* SOAL LATIHAN
Teruskan artikel tentang lahan pertanian di bawah ini, mulai tepat setelah kalimat terakhirnya.

* DOKUMEN SUMBER

++++++++

LAHAN PERTANIAN ADALAH KEBUTUHAN INSAN YANG SERING TERLUPAKAN
Oleh : Aliya Farras Prastina
WARTANET NKRI – Dulu Presiden kita yang pertama, Ir. Soekarno, pernah mengatakan bahwa ; Apakah kita mau Indonesia merdeka, yang kaum kapitalnya merajalela ataukah yang semua rakyatnya sejahtera, yang semua cukup makan, cukup pakaian, hidup dalam kesejahteraan, merasa dipangku oleh Ibu pertiwi yang cukup memberi sandang dan pangan?.
Serangkaian kata di atas sepertinya tepat untuk menggambarkan definisi masyarakat sejahtera yang sebenarnya. Sejahtera bukan tentang banyaknya penjabat negara yang kaya raya dan orang-orang sukses yang lahannya berjejer dimana-mana.
Kesejahteraan negara ada ketika seluruh masyarakatnya cukup untuk sandang, pangan, dan papan. Perihal pangan, “Lantas, apa kabar penyediaan pangan Indonesia saat ini?”Pertanyaan itu sering muncul karena penyediaan pangan atau ketahanan pangan merupakan isu kajian yang cukup strategis dibahas di era revolusi saat ini.
Bahkan ketahanan pangan menjadi salah satu bagian dari tujuan SDGs yang dirancang oleh pemerintah. Lebih tepatnya ketahanan pangan ini menjadi tujuan SDGs nomor 2, yaitu untuk mengakhiri kelaparan, mencapai ketahanan pangan, memperbaiki nutrisi dan mempromosikan pertanian yang berkelanjutan.Tentu, tujuan SDGs ini juga sejalan dengan salah satu tujuan pembangunan Indonesia.
Dilansir dari web resmi SDGs Bappenas, salah satu target dari tujuan SDGs ini yaitu pada tahun 2030, Indonesia mampu melipatgandakan produktivitas pertanian dan pendapatan produsen makanan skala kecil, khususnya keluarga petani, perempuan, masyarakat penduduk asli, nelayan, dan penggembala, termasuk melalui akses yang aman dan sama terhadap lahan, sumber daya produktif, dan input lainnya yaitu pengetahuan, jasa keuangan, pasar, dan peluang nilai tambah, serta pekerjaan nonpertanian.
Salah satu hal yang perlu digaris bawahi adalah adanya akses yang sama dan aman terhadap lahan. Hal tersebut cukup erat kaitannya dengan pengalihfungsian lahan dimana masih terdapat pertanyaan besar, apakah alih fungsi lahan yang terjadi di Indonesia sudah berjalan dengan baik.
LAHANKU KEBUTUHANKU
Lahan pertanian merupakan suatu kebutuhan yang penting bagi seluruh manusia. Lahan menjadi tempat untuk membudidayakan tanaman yang menjadi sumber utama pangan. Ditambah dengan pertumbuhan penduduk yang semakin meningkat membuat urgensi keberadaan lahan pertanian ini menjadi semakin kuat.
Lantas, apa yang terjadi dengan kondisi lahan pertanian Indonesia sekarang? Memprihatinkan. Kata itu sedikit menggambarkan bagaimana kondisi lahan pertanian saat ini.

++++++++

* DATA TERSEDIA

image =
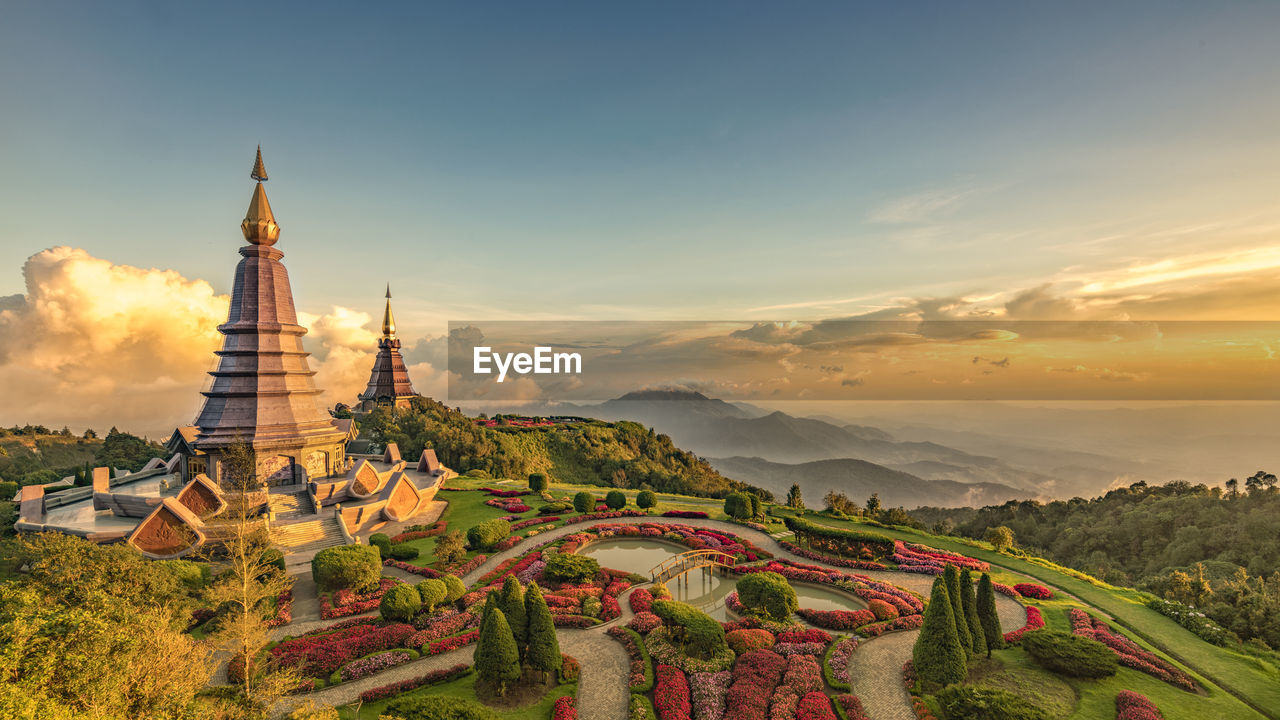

++++++++

* JAWABAN TERTULIS
Indonesia yang luas total wilayahnya yaitu sekitar 7,81 juta km2 dengan luas daratan sekitar 2,01 juta km2 mengalami perubahan luas lahan pertanian yang cukup signifikan setiap tahunnya. Alih fungsi lahan pertanian adalah suatu proses pengalih fungsian lahan yang awal penggunaannya sebagai lahan pertanian pada sebagian atau keseluruhan lahan menjadi lahan non pertanian.
Berdasarkan penghitungan Badan Pusat Statistik (BPS) saat menggunakan metode Kerangka Sampel Area (KSA) pertama kali tahun 2018, luas baku sawah nasional hanya 7,1 juta hektar. Padahal, berdasarkan hitungan tahun 2013 oleh BPN, luas baku sawah masih 7,75 juta hektar yang artinya mengalami penyusutan 650.000 hektar. Dengan kata lain, dalam kurun 5 tahun luas lahan baku sawah hilang 130.000 ha/tahun.
Berdasarkan data Badan Pusat Statistik (BPS), luas panen padi Tahun 2020 hanya mencapai 10,66 juta hektar atau mengalami penurunan sebesar 0,19 persen dibandingkan dengan Tahun 2019 yang sejumlah 10,68 juta hektar atau 20,61 ribu hektar. Data tersebut cukup mengkhawatirkan melihat pertumbuhan penduduk Indonesia yang terus bertambah. Lahan pertanian ini biasa dialihfungsikan sebagai pabrik, pemukiman, tempat wisata, dll.
BAGAIMANA ALIH FUNGSI LAHAN INI BISA TERJADI?
Alih fungsi lahan atau biasa disebut konversi lahan, pada dasarnya merupakan hal yang wajar terjadi. Namun, pada kenyataannya konversi lahan yang diadakan besar-besaran ini menjadi masalah yang cukup krusial karena dampaknya yang besar bagi masyarakat dan lingkungan.
Terdapat tiga faktor penting yang menyebabkan terjadinya alih fungsi lahan. Pertama, faktor internal dimana faktor ini lebih melihat dari sisi kondisi sosial ekonomi rumah tangga pertanian pengguna lahan.
Kemudian, kedua yaitu faktor eksternal yang merupakan faktor yang disebabkan oleh adanya dinamika pertumbuhan perkotaan (fisik maupun spasial), demografi maupun ekonomi. Terakhir, faktor kebijakan yang merupakan aspek regulasi yang dikeluarkan oleh pemerintah pusat maupun daerah berkaitan dengan perubahan fungsi lahan pertanian.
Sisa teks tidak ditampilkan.